Count the lines in the data below that contain the string "wooden", and reply with only that number.

[START OF INFORMATION GIVEN]

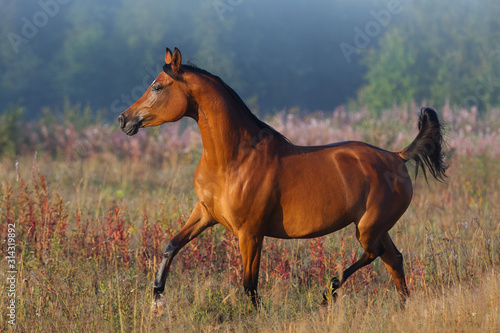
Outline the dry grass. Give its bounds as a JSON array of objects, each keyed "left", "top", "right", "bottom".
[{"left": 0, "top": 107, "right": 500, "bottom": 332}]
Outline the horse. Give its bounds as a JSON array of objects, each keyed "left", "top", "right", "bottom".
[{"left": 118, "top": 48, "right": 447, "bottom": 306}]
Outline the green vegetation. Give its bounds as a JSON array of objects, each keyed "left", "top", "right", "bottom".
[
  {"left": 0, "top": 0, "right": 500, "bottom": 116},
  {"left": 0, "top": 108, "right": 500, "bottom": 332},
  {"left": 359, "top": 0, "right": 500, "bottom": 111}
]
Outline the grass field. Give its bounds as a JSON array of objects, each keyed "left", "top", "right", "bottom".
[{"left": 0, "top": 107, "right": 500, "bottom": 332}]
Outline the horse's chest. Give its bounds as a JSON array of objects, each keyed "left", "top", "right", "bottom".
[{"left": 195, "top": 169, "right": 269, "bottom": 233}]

[END OF INFORMATION GIVEN]
[START OF INFORMATION GIVEN]

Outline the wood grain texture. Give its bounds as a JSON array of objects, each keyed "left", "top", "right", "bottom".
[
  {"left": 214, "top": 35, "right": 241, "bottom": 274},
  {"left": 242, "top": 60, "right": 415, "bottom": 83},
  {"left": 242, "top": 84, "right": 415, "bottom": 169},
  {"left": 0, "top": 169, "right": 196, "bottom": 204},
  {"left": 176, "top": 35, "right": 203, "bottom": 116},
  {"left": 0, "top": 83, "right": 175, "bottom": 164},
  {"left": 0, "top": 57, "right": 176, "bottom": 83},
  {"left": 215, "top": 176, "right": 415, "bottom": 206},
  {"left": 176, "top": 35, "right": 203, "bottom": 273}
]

[END OF INFORMATION GIVEN]
[START OF INFORMATION GIVEN]

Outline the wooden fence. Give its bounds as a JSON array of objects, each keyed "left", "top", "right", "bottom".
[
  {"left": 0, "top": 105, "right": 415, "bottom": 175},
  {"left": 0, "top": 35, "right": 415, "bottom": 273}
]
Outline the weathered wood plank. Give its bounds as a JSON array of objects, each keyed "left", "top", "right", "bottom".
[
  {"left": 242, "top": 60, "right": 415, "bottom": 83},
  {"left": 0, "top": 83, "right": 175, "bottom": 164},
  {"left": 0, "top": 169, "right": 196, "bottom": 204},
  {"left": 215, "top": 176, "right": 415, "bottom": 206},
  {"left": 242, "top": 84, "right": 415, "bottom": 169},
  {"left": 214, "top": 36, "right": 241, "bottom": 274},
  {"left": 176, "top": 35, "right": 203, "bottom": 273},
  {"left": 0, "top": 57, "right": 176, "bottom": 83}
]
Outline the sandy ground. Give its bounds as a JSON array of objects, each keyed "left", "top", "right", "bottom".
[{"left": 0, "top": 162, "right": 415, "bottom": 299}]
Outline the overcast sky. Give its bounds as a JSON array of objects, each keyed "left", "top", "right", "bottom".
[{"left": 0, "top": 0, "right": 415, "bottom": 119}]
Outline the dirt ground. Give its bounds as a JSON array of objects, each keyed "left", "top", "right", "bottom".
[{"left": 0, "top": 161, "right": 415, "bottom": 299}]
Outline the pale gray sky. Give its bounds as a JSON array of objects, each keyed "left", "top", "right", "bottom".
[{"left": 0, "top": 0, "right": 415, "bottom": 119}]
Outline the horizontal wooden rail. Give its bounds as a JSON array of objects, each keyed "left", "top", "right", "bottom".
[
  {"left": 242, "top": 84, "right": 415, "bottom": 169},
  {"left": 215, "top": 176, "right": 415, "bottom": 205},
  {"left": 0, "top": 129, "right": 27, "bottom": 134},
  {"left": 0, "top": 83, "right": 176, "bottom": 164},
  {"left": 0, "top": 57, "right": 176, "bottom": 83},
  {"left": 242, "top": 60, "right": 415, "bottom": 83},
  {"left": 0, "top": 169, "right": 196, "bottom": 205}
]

[END OF INFORMATION GIVEN]

§ RESULT BELOW: 2